**PROBLEM STATEMENT**
Rewrite the rows below, changing every "draw the outline" to "trace the boundary" and leaving everything else untouched.

**DATA TO PROCESS**
[Start]

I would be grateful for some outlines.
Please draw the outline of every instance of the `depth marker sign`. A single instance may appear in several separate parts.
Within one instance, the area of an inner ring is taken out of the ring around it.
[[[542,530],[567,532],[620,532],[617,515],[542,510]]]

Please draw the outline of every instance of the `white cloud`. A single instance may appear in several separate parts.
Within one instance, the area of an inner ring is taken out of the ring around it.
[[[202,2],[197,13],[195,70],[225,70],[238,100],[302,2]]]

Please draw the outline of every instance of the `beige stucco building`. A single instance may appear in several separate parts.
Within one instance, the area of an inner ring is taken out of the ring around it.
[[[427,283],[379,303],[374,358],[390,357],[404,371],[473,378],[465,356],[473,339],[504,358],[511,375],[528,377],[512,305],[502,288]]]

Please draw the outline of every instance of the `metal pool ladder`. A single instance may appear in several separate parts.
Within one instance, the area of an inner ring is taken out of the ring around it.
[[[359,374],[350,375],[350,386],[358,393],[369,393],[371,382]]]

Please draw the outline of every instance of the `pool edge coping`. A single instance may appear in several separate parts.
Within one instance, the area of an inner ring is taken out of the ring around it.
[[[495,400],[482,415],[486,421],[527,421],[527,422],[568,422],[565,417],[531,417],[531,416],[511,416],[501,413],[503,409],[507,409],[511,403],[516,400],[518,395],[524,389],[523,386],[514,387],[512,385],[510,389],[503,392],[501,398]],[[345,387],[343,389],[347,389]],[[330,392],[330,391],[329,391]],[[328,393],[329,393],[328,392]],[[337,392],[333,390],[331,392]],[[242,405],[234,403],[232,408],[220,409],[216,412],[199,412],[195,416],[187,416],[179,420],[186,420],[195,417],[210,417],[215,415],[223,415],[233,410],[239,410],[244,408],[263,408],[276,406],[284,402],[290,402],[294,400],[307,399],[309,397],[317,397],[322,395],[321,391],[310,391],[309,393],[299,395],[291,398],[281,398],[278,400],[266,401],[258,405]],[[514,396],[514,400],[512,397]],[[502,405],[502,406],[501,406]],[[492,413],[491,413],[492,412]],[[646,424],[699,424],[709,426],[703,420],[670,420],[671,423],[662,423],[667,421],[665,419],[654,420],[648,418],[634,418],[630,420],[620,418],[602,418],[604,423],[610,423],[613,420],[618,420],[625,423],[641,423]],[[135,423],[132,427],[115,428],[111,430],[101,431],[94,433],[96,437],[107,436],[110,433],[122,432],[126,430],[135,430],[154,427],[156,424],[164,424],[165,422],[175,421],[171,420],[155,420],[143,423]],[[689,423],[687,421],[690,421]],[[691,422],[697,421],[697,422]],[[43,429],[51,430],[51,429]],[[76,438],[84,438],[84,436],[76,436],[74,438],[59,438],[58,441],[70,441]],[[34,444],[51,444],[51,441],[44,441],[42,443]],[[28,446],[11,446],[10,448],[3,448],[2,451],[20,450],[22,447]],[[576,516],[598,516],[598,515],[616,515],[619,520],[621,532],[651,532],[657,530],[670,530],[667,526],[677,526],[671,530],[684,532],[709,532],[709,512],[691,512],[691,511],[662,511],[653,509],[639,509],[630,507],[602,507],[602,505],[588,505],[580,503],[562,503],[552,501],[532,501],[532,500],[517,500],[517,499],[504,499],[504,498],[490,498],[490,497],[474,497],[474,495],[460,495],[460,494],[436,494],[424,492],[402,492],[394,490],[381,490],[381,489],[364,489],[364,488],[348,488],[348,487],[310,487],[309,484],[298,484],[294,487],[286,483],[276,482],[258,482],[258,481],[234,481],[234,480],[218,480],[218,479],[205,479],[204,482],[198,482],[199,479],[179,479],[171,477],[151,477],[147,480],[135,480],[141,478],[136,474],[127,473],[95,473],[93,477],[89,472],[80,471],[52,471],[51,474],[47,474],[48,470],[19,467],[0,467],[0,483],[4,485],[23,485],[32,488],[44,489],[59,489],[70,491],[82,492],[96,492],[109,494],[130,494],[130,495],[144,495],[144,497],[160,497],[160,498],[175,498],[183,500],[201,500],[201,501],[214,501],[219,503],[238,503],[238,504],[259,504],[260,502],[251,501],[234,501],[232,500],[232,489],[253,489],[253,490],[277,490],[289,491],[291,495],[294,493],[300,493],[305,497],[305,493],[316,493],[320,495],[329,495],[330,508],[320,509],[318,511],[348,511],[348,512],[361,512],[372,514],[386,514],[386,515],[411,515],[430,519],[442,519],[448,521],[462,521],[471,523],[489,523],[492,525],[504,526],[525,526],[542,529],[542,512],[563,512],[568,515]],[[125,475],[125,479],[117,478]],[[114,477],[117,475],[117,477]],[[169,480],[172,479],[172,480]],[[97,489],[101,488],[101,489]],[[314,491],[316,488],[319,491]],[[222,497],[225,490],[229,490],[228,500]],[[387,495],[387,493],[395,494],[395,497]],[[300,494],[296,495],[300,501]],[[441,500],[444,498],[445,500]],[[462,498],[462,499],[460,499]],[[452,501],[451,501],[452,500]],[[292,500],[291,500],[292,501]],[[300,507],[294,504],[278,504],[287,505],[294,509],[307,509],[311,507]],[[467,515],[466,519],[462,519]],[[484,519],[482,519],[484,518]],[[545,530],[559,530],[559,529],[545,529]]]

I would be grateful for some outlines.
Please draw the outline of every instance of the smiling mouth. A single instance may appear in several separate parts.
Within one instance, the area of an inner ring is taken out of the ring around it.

[End]

**FINISHED ANSWER**
I would be grateful for some outlines.
Please trace the boundary of every instance of the `depth marker sign`. A single instance may appear in several separate parts.
Within one instance, the area of an inner ring is taken out of the ring around it.
[[[542,530],[567,532],[620,532],[617,515],[542,510]]]

Please trace the boundary of every instance of the `white cloud`. A single instance may appear in several separate parts.
Within one instance, the area of an inner ring is taken out of the ring around it.
[[[202,2],[197,13],[195,70],[225,70],[238,100],[302,2]]]

Please trace the boundary of every instance of the `beige stucco building`. A single instance may appear in several separate parts.
Within one instance, the area of an inner ring is taken out of the ring around it.
[[[427,283],[379,303],[374,358],[390,357],[404,371],[473,378],[465,356],[473,339],[504,358],[511,375],[528,377],[512,305],[502,288]]]

Please trace the boundary of every instance of the `metal pool ladder`. A single instance may appear in several separate parts.
Within one instance, the area of an inner ring is taken out of the ring around it.
[[[359,374],[350,375],[350,386],[358,393],[369,393],[371,382]]]

Please trace the boundary of every instance of the `pool edge coping`. A single instance may appear in several separate parts.
Within one instance, the area of an inner ring is taken out of the ring around it.
[[[495,400],[482,415],[486,421],[527,421],[527,422],[568,422],[565,417],[531,417],[531,416],[511,416],[501,413],[503,409],[507,409],[511,403],[516,400],[518,395],[524,389],[523,386],[514,387],[512,385],[510,389],[503,392],[501,398]],[[345,387],[343,389],[347,389]],[[330,392],[330,391],[329,391]],[[328,393],[329,393],[328,392]],[[337,392],[333,390],[331,392]],[[242,405],[234,403],[232,408],[220,409],[216,412],[199,412],[195,416],[187,416],[179,420],[186,420],[195,417],[210,417],[215,415],[223,415],[233,410],[239,410],[244,408],[263,408],[276,406],[284,402],[290,402],[294,400],[307,399],[309,397],[317,397],[322,395],[321,391],[310,391],[309,393],[299,395],[291,398],[281,398],[278,400],[266,401],[258,405]],[[514,396],[514,400],[512,397]],[[502,405],[502,406],[501,406]],[[492,413],[491,413],[492,412]],[[646,424],[699,424],[709,426],[703,420],[670,420],[671,423],[662,423],[667,421],[665,419],[654,420],[648,418],[634,418],[630,420],[620,418],[602,418],[604,423],[610,423],[613,420],[618,420],[625,423],[641,423]],[[135,423],[132,427],[115,428],[111,430],[101,431],[94,433],[96,437],[107,436],[110,433],[122,432],[126,430],[135,430],[154,427],[156,424],[164,424],[165,422],[175,421],[171,420],[155,420],[143,423]],[[689,423],[687,421],[690,421]],[[691,422],[697,421],[697,422]],[[43,429],[51,430],[51,429]],[[76,438],[84,438],[84,436],[76,436],[74,438],[59,438],[58,441],[70,441]],[[34,444],[51,444],[51,441],[44,441],[42,443]],[[28,446],[11,446],[10,448],[3,448],[2,451],[20,450],[22,447]],[[576,516],[598,516],[598,515],[616,515],[619,520],[621,532],[651,532],[657,530],[670,530],[667,526],[677,526],[671,530],[684,532],[709,532],[709,512],[691,512],[691,511],[662,511],[653,509],[639,509],[630,507],[602,507],[602,505],[588,505],[580,503],[562,503],[552,501],[532,501],[532,500],[517,500],[517,499],[504,499],[504,498],[490,498],[490,497],[474,497],[474,495],[460,495],[460,494],[436,494],[424,492],[402,492],[394,490],[381,490],[381,489],[364,489],[364,488],[348,488],[348,487],[310,487],[309,484],[298,484],[294,487],[286,483],[276,482],[258,482],[258,481],[234,481],[234,480],[218,480],[218,479],[205,479],[204,482],[198,482],[199,479],[179,479],[171,477],[151,477],[147,480],[135,480],[141,478],[136,474],[127,473],[95,473],[93,477],[89,472],[80,471],[52,471],[51,474],[47,474],[48,470],[19,467],[0,467],[0,483],[4,485],[23,485],[32,488],[44,489],[59,489],[70,491],[82,492],[96,492],[109,494],[130,494],[130,495],[144,495],[144,497],[160,497],[160,498],[175,498],[183,500],[201,500],[201,501],[214,501],[219,503],[238,503],[238,504],[259,504],[260,502],[251,501],[234,501],[232,500],[232,489],[253,489],[253,490],[277,490],[289,491],[291,495],[294,493],[300,493],[305,497],[305,493],[316,493],[320,495],[329,495],[330,508],[320,509],[318,511],[348,511],[348,512],[361,512],[372,514],[386,514],[386,515],[411,515],[430,519],[442,519],[448,521],[462,521],[471,523],[489,523],[492,525],[504,526],[525,526],[542,529],[542,512],[563,512],[568,515]],[[125,475],[125,479],[117,478]],[[114,477],[117,475],[117,477]],[[169,480],[172,479],[172,480]],[[97,489],[101,488],[101,489]],[[314,491],[316,488],[319,491]],[[222,497],[225,490],[229,490],[228,500]],[[387,495],[387,493],[395,494],[395,497]],[[300,494],[296,495],[300,501]],[[441,500],[444,498],[445,500]],[[462,498],[462,499],[460,499]],[[452,501],[451,501],[452,500]],[[292,500],[291,500],[292,501]],[[300,507],[294,504],[278,504],[287,505],[294,509],[307,509],[311,507]],[[467,515],[466,519],[462,519]],[[484,519],[482,519],[484,518]],[[545,530],[559,530],[559,529],[545,529]]]

I would be grateful for some outlines.
Please trace the boundary of every instance of the smiling mouth. A single instance may appear in several separate parts.
Within one instance, the area of an inner ring is taken out of the ring around it.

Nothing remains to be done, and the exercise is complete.